DOCUMENT TEXT =
::::::::

For requirements list see: OneContentModel/Requirements

Comparison

This section show the different requirements along with example of how they would be represented in each option

Must be able to represent standalone codes

Original: Before <br/> after

Option A: Before <ic id="1" data="&lt;br/>"/> after

Option D: Before <ph id="1">&lt;br/></ph> after (with native data) or Before <ph id="1"/> after (without native data)

Must be able to represent balanced paired-codes

Original: <b>bold text</b>

Option A: <pc id="1" start="&lt;b>" end="&lt;/b>">bold text</pc>

Option D: <pc id="1">bold text</pc> (only without native data)

Must be able to represent paired codes that have been separated

Original:

Option A:

Must be able to represent paired codes that are overlapping each other

Original: <b>Bold <i>bold+italic</b> italic</i>

Option A: <sc id="1" data="&lt;b>"/>Bold <sc id="2" data="&lt;i>"/>bold+italic<ec id="1" data="&lt;/b>"/> italic<ec id="2" data="&lt;/i>"/>

Must allow to associate spans of content with metadata

text <mrk ...>text</mrk>

Metadata here can be both XLIFF-specifc or custom. Using <mrk> as a general purpose span marker. It can hold XLIFF attributes or attributes from an extension.

Should it have mandatory attribute like an id? probably not.

Important object (like term) and the associated info (like source ref, etc.)

Structure info: like comments may need to point to an external element.

Should the <mrk> be able to contain multiple metadata or just one (and have several mrk)?

Some span-related metadata:

Modularity: should we have more specific elements? More control on the layer.

It seem a specialization of the mrk into different elements would be better: allow better validation and a clear separation of the data categories

flag indicating the span must not be translated

Original: MonkeyWrench is a powerful application that does everything (where "MonkeyWrench" needs to be protected).

Option A: <mrk type="protect">MonkeyWrench</mrk> is a powerful application that does everything

Option B: <mrk its:translate="no">MonkeyWrench</mrk> is a powerful application that does everything

flag indicating the span is a term

Original: I have a doppelganger (where "doppelganger" is a term).

::::::::

RECORDS =
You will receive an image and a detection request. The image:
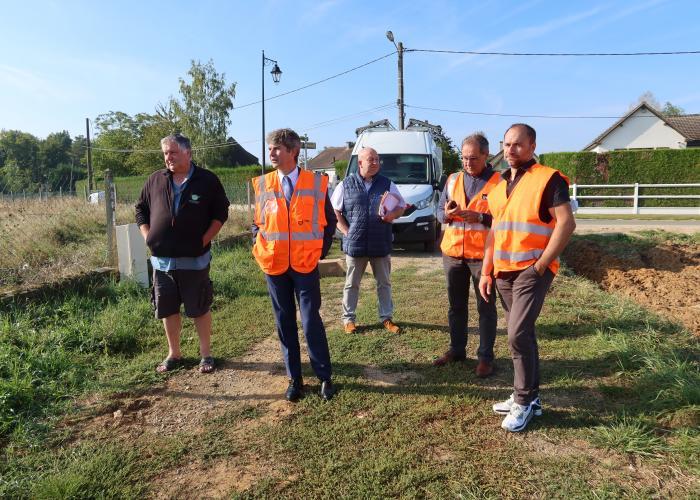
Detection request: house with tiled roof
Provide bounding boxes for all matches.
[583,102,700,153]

::::::::

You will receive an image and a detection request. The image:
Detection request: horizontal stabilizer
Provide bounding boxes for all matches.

::::::::

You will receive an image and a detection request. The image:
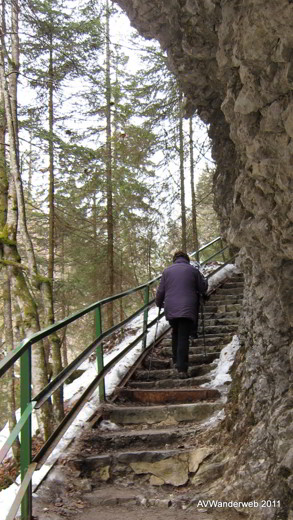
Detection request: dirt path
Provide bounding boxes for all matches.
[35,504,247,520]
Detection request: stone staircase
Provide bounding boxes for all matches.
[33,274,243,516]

::::::::

REQUIRED WORK = In the content model comparison, which element is used as a general-purpose span marker for associating metadata with spans of content?

OUTPUT FOR THIS TASK = The <mrk> element.